• Document extract
Here's why anti-vaxxers appear more likely to embrace unproven drugs: report

Anti-vaxxers, often motivated by baseless conspiracy theories, have a long history of questioning the work of the scientific community while discrediting medical breakthroughs. However, there is also a bizarre phenomenon of these same people having no qualms about embracing unproven drugs.
In fact, reports began circulating in September when anti-vax residents in Mississippi began using the anti-parasital drug Ivermectin as an alternative treatment for COVID. Since the drug is typically used to treat animals, it is strongly opposed to human consumption. So why would people who are deeply critical of medicine and the scientific community be open to trying unproven drugs?
Vox reporter Dylan Scott explores the mind-boggling hypocrisy behind it. Speaking to the publication, a number of psychological experts offered their take on the situation. Jay Van Bavel, director of New York University's Social Identity and Morality Lab, explained the psychology behind how people convince themselves to believe things that are known to be false.

• Problem 1
In the article on anti-vaxxers, who is the director of New York University's Social Identity and Morality Lab?
• Problem 2
Transcribe the part of the article on anti-vaxxers starting at "Anti-vaxxers, often motivated" and ending at "trying unproven drugs?".
The material that follows has no connection to the article on anti-vaxxers.

• Information provided
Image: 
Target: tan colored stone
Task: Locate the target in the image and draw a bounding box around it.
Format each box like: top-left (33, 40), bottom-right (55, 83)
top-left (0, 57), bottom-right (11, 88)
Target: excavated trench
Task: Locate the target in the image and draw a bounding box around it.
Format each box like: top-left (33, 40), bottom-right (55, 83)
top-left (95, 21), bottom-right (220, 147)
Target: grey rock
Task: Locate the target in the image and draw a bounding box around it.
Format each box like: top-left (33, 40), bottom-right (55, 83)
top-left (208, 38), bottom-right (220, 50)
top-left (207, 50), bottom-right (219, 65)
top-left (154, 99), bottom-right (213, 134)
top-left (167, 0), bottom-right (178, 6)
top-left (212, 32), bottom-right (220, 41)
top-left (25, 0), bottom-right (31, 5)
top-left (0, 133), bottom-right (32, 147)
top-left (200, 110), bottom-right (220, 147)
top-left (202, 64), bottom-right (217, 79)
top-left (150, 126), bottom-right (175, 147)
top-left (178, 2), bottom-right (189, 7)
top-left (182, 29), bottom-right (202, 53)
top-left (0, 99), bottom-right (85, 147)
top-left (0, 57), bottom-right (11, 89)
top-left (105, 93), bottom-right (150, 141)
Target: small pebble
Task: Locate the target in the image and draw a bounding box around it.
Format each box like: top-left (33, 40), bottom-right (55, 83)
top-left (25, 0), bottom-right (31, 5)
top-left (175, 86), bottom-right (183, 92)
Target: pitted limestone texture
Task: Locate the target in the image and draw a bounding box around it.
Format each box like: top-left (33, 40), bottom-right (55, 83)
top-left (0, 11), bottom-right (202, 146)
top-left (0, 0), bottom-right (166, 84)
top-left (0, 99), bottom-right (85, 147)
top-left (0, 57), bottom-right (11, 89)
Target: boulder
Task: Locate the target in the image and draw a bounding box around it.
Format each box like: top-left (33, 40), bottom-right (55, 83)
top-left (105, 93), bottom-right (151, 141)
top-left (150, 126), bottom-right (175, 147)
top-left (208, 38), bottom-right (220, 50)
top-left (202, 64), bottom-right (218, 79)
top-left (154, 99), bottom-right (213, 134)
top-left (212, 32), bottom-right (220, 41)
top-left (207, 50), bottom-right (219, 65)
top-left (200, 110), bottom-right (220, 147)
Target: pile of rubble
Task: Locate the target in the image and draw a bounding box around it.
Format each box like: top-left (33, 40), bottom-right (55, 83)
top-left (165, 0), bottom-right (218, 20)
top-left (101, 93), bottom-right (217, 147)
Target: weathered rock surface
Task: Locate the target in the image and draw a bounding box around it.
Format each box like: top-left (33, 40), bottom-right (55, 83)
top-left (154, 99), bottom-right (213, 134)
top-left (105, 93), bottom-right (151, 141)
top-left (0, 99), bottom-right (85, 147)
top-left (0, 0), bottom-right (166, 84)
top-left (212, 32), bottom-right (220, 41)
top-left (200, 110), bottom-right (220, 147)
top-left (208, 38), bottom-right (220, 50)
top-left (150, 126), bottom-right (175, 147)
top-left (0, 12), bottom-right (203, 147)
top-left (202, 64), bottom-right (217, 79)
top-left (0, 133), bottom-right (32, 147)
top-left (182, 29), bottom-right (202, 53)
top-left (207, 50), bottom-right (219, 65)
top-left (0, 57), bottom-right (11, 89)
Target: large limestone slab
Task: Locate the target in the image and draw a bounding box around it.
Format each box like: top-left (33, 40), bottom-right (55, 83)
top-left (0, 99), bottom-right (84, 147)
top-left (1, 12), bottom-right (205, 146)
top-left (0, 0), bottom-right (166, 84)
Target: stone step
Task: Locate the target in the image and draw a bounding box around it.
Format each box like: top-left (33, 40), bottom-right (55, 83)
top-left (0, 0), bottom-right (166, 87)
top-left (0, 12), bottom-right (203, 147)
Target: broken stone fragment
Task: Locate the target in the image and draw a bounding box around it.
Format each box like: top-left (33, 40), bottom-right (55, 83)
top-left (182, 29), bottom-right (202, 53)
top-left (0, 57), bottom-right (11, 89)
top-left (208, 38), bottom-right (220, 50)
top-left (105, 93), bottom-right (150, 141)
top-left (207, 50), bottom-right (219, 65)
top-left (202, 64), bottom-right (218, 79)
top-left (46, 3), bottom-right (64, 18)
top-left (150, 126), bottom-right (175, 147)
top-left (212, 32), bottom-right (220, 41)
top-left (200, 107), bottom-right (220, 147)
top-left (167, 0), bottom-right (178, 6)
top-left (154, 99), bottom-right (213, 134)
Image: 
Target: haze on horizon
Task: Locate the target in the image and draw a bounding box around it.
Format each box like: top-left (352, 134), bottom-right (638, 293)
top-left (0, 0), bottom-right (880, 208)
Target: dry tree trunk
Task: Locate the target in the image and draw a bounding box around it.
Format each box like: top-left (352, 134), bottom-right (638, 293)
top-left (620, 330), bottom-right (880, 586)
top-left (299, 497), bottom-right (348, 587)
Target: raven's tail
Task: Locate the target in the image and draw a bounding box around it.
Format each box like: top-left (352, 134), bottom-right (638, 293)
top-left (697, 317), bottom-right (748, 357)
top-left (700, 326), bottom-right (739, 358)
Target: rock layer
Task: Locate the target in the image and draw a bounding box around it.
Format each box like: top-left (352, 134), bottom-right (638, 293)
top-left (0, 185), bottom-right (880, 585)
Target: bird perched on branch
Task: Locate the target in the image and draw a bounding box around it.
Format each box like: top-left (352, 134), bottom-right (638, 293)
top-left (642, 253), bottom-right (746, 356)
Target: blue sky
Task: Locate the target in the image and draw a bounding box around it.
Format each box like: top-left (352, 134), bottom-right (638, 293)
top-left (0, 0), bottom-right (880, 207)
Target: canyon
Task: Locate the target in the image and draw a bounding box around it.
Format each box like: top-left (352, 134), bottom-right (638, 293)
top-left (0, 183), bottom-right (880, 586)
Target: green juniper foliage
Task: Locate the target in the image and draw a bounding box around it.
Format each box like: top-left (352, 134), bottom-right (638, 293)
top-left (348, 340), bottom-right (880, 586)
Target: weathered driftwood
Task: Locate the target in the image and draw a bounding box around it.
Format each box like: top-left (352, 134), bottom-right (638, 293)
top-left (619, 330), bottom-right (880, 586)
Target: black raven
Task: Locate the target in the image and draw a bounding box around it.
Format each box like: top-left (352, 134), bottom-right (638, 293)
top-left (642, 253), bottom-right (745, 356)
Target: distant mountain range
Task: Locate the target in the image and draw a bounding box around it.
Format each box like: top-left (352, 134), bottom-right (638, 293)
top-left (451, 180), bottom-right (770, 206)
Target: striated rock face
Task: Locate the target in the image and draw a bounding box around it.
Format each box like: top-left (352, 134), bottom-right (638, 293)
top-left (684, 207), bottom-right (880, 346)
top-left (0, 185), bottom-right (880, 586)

• Task response 1
Jay Van Bavel.

• Task response 2
Anti-vaxxers, often motivated by baseless conspiracy theories, have a long history of questioning the work of the scientific community while discrediting medical breakthroughs. However, there is also a bizarre phenomenon of these same people having no qualms about embracing unproven drugs.
In fact, reports began circulating in September when anti-vax residents in Mississippi began using the anti-parasital drug Ivermectin as an alternative treatment for COVID. Since the drug is typically used to treat animals, it is strongly opposed to human consumption. So why would people who are deeply critical of medicine and the scientific community be open to trying unproven drugs?